(Rows from a dataset)
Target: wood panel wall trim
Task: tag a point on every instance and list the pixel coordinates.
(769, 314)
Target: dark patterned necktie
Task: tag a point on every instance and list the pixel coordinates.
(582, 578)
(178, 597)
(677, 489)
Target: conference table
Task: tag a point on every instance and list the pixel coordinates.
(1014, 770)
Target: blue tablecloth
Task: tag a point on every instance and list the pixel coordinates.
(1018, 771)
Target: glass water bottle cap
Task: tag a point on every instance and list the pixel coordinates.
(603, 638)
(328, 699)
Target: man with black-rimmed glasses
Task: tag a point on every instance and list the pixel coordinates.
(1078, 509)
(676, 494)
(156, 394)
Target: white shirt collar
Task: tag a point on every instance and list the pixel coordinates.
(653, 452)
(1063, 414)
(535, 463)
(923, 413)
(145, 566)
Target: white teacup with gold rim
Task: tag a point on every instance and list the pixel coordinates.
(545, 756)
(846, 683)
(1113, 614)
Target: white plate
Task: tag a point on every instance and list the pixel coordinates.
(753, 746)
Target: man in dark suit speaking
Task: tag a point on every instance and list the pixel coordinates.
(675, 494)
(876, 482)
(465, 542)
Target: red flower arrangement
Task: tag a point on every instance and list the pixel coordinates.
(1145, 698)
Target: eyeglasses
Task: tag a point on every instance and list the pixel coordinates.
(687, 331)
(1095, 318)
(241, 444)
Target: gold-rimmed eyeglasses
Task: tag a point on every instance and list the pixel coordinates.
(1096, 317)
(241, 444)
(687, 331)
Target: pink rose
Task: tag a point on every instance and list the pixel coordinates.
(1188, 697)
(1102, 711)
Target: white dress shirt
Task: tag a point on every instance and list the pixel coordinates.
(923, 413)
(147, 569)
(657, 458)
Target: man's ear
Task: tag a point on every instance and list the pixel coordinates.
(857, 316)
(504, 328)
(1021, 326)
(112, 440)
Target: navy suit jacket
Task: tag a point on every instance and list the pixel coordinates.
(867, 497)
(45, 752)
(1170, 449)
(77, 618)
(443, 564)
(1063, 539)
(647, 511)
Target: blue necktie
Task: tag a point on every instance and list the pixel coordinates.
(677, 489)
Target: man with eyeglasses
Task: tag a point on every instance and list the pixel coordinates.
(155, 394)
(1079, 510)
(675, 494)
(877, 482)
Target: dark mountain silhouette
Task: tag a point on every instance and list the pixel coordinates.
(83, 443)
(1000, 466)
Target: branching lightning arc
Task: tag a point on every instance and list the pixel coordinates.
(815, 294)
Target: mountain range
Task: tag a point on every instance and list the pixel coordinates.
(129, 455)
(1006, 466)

▸ **Problem statement**
Retype all of the items above verbatim, keeping every line in its original order.

▸ **Finished task**
Target: wood panel wall trim
Task: tag a point on every instance and list the pixel coordinates.
(769, 314)
Target: dark patterned necktie
Task: tag a point on every instance and list the pixel coordinates.
(582, 578)
(178, 597)
(677, 489)
Target: conference table
Task: tag a point on every instance and list the pixel coordinates.
(1014, 770)
Target: blue tablecloth
Task: tag a point on every instance and list the pixel coordinates.
(1018, 771)
Target: glass water bottle cap
Task: tag a point on every instance and list the pixel coordinates.
(603, 638)
(328, 699)
Target: man with black-rimmed glasses
Task: tag a point on every instance and list the pixel coordinates.
(1078, 509)
(676, 494)
(156, 394)
Target: white shirt collar
Task: tag a point on every instance and list the pixel coordinates.
(653, 452)
(1063, 414)
(535, 463)
(923, 413)
(145, 566)
Target: white teacup with gold rim
Task: tag a point on every instance and list the pixel coordinates.
(545, 756)
(846, 683)
(1113, 614)
Target: white plate
Task: tag a point on every instance and list the pixel coordinates.
(753, 746)
Target: man in dark suit speaking
Task: tag a point on every instance and list the pixel coordinates.
(675, 494)
(876, 482)
(465, 542)
Target: red flower arrangement
Task: tag a point on every instance and list the pixel coordinates.
(1145, 698)
Target: eyeglasses
Task: tag a point on every instance and list the pixel coordinates.
(687, 331)
(1095, 318)
(241, 444)
Target: gold-rimmed eyeglasses
Task: tag a point on every instance and list the pixel coordinates.
(1096, 317)
(241, 444)
(687, 331)
Target: pink rose
Task: tag a point on every instance and list the pixel coordinates.
(1188, 697)
(1102, 711)
Target: white dress shirt
Task: tag a point on every instance and list the pixel coordinates.
(923, 413)
(147, 569)
(657, 458)
Target: man's ear
Task: tag a point on every instance and list the pixel coordinates.
(857, 316)
(504, 328)
(1021, 326)
(112, 440)
Target: navy suit jacket
Task: tag a point on every instance and list the pixel coordinates.
(867, 497)
(45, 752)
(1170, 449)
(77, 618)
(443, 564)
(1063, 539)
(647, 511)
Target: blue necktie
Task: tag a point on every instance and list the pixel coordinates.
(677, 489)
Target: man with eyeglasses
Task: tag a point on every instance and list the pixel coordinates.
(155, 394)
(1079, 510)
(675, 494)
(877, 482)
Target: dark mountain silhouette
Task: tag a point on every instance and list the pixel coordinates.
(83, 443)
(1000, 466)
Target: branching lightning arc
Task: tag a point on every instance and list the pixel coordinates.
(815, 294)
Target: mountain range
Task: tag a point on every instance and list the pixel coordinates.
(129, 455)
(1006, 466)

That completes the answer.